(Stored data)

+ + +

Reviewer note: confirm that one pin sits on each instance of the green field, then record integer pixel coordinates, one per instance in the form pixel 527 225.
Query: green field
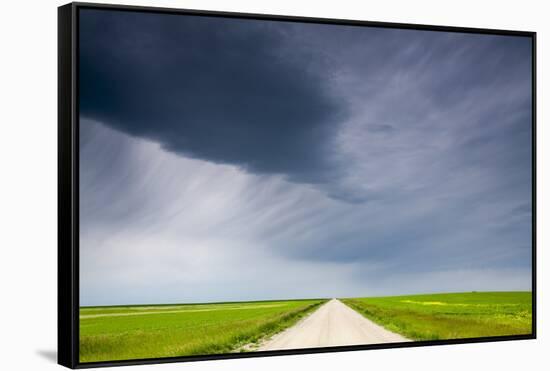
pixel 134 332
pixel 450 316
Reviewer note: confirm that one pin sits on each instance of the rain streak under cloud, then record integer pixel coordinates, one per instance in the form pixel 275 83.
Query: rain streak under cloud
pixel 226 159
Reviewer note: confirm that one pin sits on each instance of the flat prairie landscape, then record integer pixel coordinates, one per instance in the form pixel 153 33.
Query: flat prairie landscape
pixel 135 332
pixel 450 316
pixel 155 331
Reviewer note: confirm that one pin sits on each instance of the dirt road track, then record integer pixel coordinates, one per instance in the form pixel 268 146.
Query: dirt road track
pixel 333 324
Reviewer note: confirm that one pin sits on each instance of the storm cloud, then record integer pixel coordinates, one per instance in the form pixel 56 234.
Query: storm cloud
pixel 228 92
pixel 218 155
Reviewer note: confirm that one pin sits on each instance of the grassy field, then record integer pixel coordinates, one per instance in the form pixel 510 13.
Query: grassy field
pixel 450 316
pixel 134 332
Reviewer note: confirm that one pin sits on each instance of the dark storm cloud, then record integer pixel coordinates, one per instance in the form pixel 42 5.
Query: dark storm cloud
pixel 224 90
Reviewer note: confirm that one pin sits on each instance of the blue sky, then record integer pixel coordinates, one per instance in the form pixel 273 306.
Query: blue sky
pixel 226 159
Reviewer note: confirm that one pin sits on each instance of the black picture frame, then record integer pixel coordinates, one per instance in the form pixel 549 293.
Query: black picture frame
pixel 68 183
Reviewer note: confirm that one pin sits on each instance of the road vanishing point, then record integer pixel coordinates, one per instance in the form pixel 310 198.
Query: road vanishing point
pixel 333 324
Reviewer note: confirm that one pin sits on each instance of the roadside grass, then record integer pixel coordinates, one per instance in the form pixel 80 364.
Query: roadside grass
pixel 449 316
pixel 155 331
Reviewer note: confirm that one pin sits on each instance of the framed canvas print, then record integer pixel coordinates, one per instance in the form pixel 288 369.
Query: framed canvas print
pixel 239 185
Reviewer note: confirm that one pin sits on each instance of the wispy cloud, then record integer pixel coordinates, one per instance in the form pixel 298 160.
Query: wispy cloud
pixel 230 159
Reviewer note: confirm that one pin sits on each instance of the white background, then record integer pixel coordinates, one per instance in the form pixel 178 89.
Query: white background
pixel 28 171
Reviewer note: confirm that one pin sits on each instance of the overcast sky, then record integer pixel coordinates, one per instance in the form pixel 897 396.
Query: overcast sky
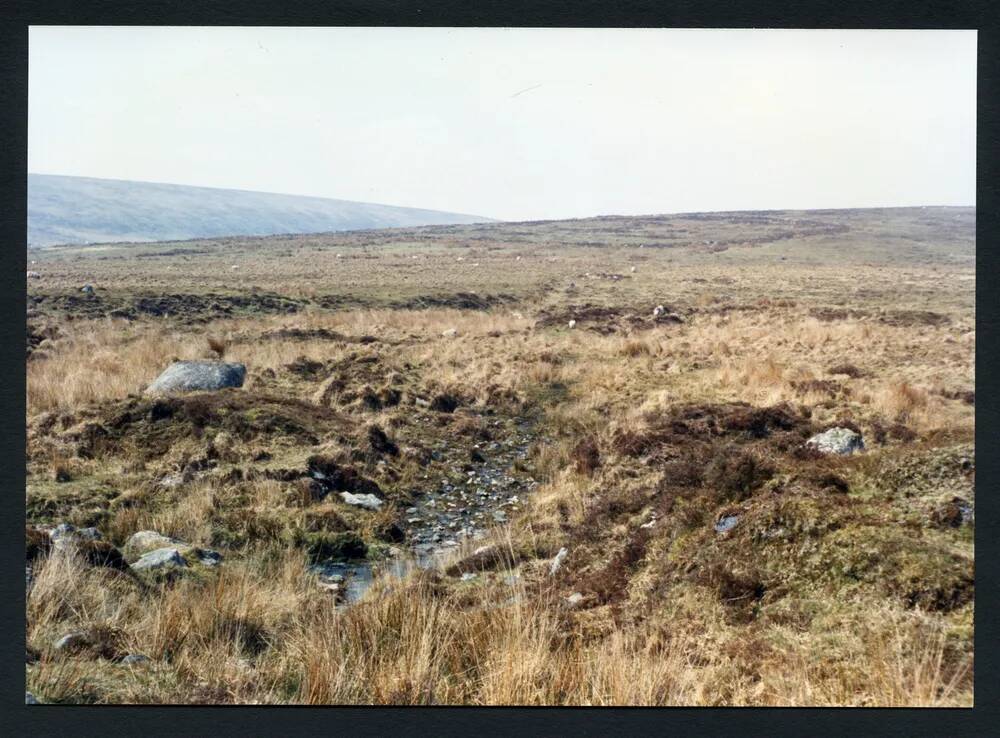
pixel 516 124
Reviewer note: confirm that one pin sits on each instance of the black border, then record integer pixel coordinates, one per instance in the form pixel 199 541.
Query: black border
pixel 16 15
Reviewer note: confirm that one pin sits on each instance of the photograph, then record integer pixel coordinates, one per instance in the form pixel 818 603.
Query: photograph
pixel 499 366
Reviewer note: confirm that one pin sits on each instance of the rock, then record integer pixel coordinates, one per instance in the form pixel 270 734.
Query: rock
pixel 558 561
pixel 207 558
pixel 837 441
pixel 330 387
pixel 725 523
pixel 90 534
pixel 369 502
pixel 73 643
pixel 161 558
pixel 145 541
pixel 61 531
pixel 188 376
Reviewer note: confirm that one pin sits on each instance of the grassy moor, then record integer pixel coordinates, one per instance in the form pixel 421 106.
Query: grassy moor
pixel 585 462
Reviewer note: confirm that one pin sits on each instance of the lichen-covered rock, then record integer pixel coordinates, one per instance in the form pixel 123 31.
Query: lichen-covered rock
pixel 369 502
pixel 190 376
pixel 145 541
pixel 558 561
pixel 837 441
pixel 73 643
pixel 161 558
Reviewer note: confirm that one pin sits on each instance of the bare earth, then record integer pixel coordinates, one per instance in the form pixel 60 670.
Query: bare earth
pixel 504 392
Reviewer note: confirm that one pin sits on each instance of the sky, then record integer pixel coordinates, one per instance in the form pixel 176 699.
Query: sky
pixel 516 124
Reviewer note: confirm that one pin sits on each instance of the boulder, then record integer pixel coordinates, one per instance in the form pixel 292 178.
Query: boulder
pixel 145 541
pixel 161 558
pixel 369 502
pixel 189 376
pixel 837 441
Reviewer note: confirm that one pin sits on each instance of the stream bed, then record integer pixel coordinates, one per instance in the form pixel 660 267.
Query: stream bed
pixel 453 508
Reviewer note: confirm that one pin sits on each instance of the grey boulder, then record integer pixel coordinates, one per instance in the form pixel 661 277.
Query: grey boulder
pixel 191 376
pixel 161 558
pixel 837 441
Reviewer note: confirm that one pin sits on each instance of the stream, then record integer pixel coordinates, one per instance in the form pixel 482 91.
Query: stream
pixel 447 512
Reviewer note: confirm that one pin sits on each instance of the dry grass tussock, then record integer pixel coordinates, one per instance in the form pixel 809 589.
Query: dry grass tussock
pixel 261 632
pixel 845 581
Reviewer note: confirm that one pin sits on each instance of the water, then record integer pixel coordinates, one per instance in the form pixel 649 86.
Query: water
pixel 450 512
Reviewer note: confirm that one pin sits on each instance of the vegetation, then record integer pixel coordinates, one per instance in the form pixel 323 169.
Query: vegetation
pixel 711 557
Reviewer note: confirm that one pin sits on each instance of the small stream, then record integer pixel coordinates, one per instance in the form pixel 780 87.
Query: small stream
pixel 457 507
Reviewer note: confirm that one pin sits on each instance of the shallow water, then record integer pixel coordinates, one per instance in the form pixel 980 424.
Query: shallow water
pixel 448 514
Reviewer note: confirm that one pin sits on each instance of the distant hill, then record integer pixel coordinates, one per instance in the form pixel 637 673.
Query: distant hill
pixel 80 210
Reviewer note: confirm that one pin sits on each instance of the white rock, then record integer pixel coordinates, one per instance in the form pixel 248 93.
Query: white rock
pixel 161 558
pixel 557 561
pixel 187 376
pixel 369 502
pixel 837 441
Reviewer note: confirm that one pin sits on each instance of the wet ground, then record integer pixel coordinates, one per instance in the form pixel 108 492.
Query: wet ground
pixel 454 509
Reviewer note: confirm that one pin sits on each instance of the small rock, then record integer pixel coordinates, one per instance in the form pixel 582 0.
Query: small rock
pixel 725 523
pixel 62 530
pixel 161 558
pixel 369 502
pixel 189 376
pixel 72 643
pixel 207 557
pixel 837 441
pixel 558 560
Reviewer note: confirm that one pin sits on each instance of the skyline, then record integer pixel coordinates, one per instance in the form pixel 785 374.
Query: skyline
pixel 516 124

+ + +

◆ **What the exercise asks**: Copy every line of the entries above word for word, leaving out the pictures.

◆ **Solved problem**:
Reviewer note: confirm that one pin sits on each instance of the green field, then record integer pixel coordinates, one per instance in the form pixel 527 225.
Query: green field
pixel 134 332
pixel 450 316
Reviewer note: confirm that one pin sits on each instance of the rain streak under cloud, then record integer pixel coordinates, one per instance in the form pixel 275 83.
Query: rain streak under cloud
pixel 226 159
Reviewer note: confirm that one pin sits on each instance of the flat prairie landscape, then record integer pixel coordinates, one per instance in the form pixel 153 33.
Query: flat prairie landscape
pixel 135 332
pixel 450 316
pixel 155 331
Reviewer note: confirm that one pin sits on each instance of the dirt road track, then record integer pixel coordinates, one per instance in the form pixel 268 146.
Query: dirt road track
pixel 333 324
Reviewer note: confirm that one pin sits on each instance of the storm cloud, then record integer pixel coordinates, one per instance in the form pixel 56 234.
Query: storm cloud
pixel 228 92
pixel 218 155
Reviewer note: confirm that one pin sits on each instance of the grassy field, then record integer pixel coordinates, one per instance in the form pixel 510 13.
Query: grassy field
pixel 450 316
pixel 134 332
Reviewer note: confirm that one pin sits on each instance of the dark storm cloud, then record integer pixel coordinates, one per instance in the form pixel 42 5.
Query: dark storm cloud
pixel 224 90
Reviewer note: confirm that one pin sits on each instance of the blue sky, then record integer pixel coordinates, one per instance in the form pixel 273 306.
Query: blue sky
pixel 226 159
Reviewer note: confirm that one pin sits on each instance of the black picture frame, then record integer pixel coordinates, one per instance in the form pixel 549 293.
Query: black picture frame
pixel 68 183
Reviewer note: confirm that one pin sits on each instance of the road vanishing point, then record integer pixel coordinates, one per instance in the form pixel 310 198.
Query: road vanishing point
pixel 333 324
Reviewer note: confirm that one pin sits on each instance of the roadside grass, then record integer pixel coordinates, one per instance in the form pixel 80 364.
Query: roadside grass
pixel 449 316
pixel 155 331
Reviewer note: confirm that one pin sits on each instance of the framed canvas print, then record integer pixel coordinates, one per instance in the form pixel 288 369.
Query: framed canvas print
pixel 239 185
Reviewer note: confirm that one pin sits on each instance of the wispy cloud, then record integer pixel coordinates, one per instance in the form pixel 298 160.
Query: wispy cloud
pixel 230 159
Reviewer note: confirm that one pin sits on each instance of the white background, then record integer pixel coordinates, one per instance in the form pixel 178 89.
Query: white background
pixel 28 171
Reviewer note: confirm that one pin sits on each instance of the overcast sky, then record integer pixel coordinates, one per instance in the form pixel 897 396.
Query: overcast sky
pixel 516 124
Reviewer note: confirm that one pin sits on each instance of the black border, then record integer pixel coordinates, one per instance in the form pixel 199 541.
Query: black border
pixel 16 15
Reviewer note: confirm that one pin sits on each instance of the photograph, then record integer pixel coordinates, one per instance in the form pixel 818 603.
Query: photograph
pixel 499 366
Reviewer note: confirm that one pin sits on each instance of the rock, then record integer pixel coordinates, one per instance in the form pixel 270 734.
Query: rock
pixel 558 561
pixel 207 558
pixel 837 441
pixel 330 387
pixel 725 523
pixel 90 534
pixel 369 502
pixel 73 643
pixel 161 558
pixel 145 541
pixel 61 531
pixel 188 376
Reviewer note: confirm that one pin sits on each instance of the grassy moor, then record integer pixel coordinates, one per instance in the form pixel 421 106.
Query: grassy moor
pixel 585 462
Reviewer note: confirm that one pin sits on each instance of the lichen-covered rock, then record integer pixel coordinates, one per instance in the form pixel 123 31.
Query: lichen-covered rock
pixel 369 502
pixel 190 376
pixel 145 541
pixel 558 561
pixel 837 441
pixel 73 643
pixel 161 558
Reviewer note: confirm that one pin sits on each instance of the bare earth, then record integer pixel coordinates, one per instance in the form pixel 60 670.
Query: bare earth
pixel 504 392
Reviewer note: confirm that one pin sits on each instance of the sky, then record integer pixel coordinates, one per instance in the form pixel 176 699.
Query: sky
pixel 516 124
Reviewer note: confirm that one pin sits on each instance of the boulder, then record integer pixel coordinates, one per instance in the form pixel 292 178.
Query: boulder
pixel 145 541
pixel 161 558
pixel 369 502
pixel 189 376
pixel 837 441
Reviewer note: confirm that one pin sits on each instance of the stream bed, then record integer pixel coordinates, one per instance in the form pixel 660 267.
Query: stream bed
pixel 453 508
Reviewer note: confirm that one pin sits on each instance of the grey boulder, then record integer pixel coordinates, one per instance in the form pixel 661 277.
Query: grey boulder
pixel 191 376
pixel 161 558
pixel 837 441
Reviewer note: confirm that one pin sits on each instance of the stream, then record integer pixel coordinates, one per instance in the form pixel 482 91.
Query: stream
pixel 447 512
Reviewer note: confirm that one pin sits on each instance of the dry grass tussock, then record integer pixel coordinates, one per instance in the form pixel 809 589.
Query: dry grass tussock
pixel 261 632
pixel 845 581
Reviewer note: confirm that one pin sits on each instance of the water, then record integer pixel coordinates, one per instance in the form pixel 649 86.
Query: water
pixel 450 512
Reviewer note: confirm that one pin sits on each instance of the vegetation, then record integer pixel coordinates, one per instance in the form pixel 323 169.
Query: vegetation
pixel 711 557
Reviewer note: confirm that one pin sits on each instance of the small stream, then record integer pixel coordinates, one per instance in the form pixel 780 87.
Query: small stream
pixel 457 507
Reviewer note: confirm that one pin sits on each instance of the shallow water, then record integer pixel coordinates, one per instance in the form pixel 980 424.
Query: shallow water
pixel 448 514
Reviewer note: confirm that one pin sits on each instance of the distant hill, then record integer pixel coordinates, one per instance in the form pixel 637 673.
Query: distant hill
pixel 80 210
Reviewer note: confirm that one pin sits on each instance of the white rock, then record integer pixel coordinates, one per instance in the form pixel 248 93.
Query: white rock
pixel 161 558
pixel 557 561
pixel 187 376
pixel 369 502
pixel 837 441
Reviewer note: confirm that one pin sits on each instance of the wet ground, then record integer pixel coordinates, one per instance in the form pixel 108 492.
Query: wet ground
pixel 454 509
Reviewer note: confirm that one pin sits on each instance of the small rock, then record integer pixel coordinates, one per instance in the form pixel 582 0.
Query: small rock
pixel 725 523
pixel 62 530
pixel 161 558
pixel 369 502
pixel 189 376
pixel 72 643
pixel 207 557
pixel 837 441
pixel 558 560
Reviewer note: confirm that one pin sits on each instance of the skyline, then record integer pixel coordinates, one per instance in the form pixel 785 374.
Query: skyline
pixel 516 124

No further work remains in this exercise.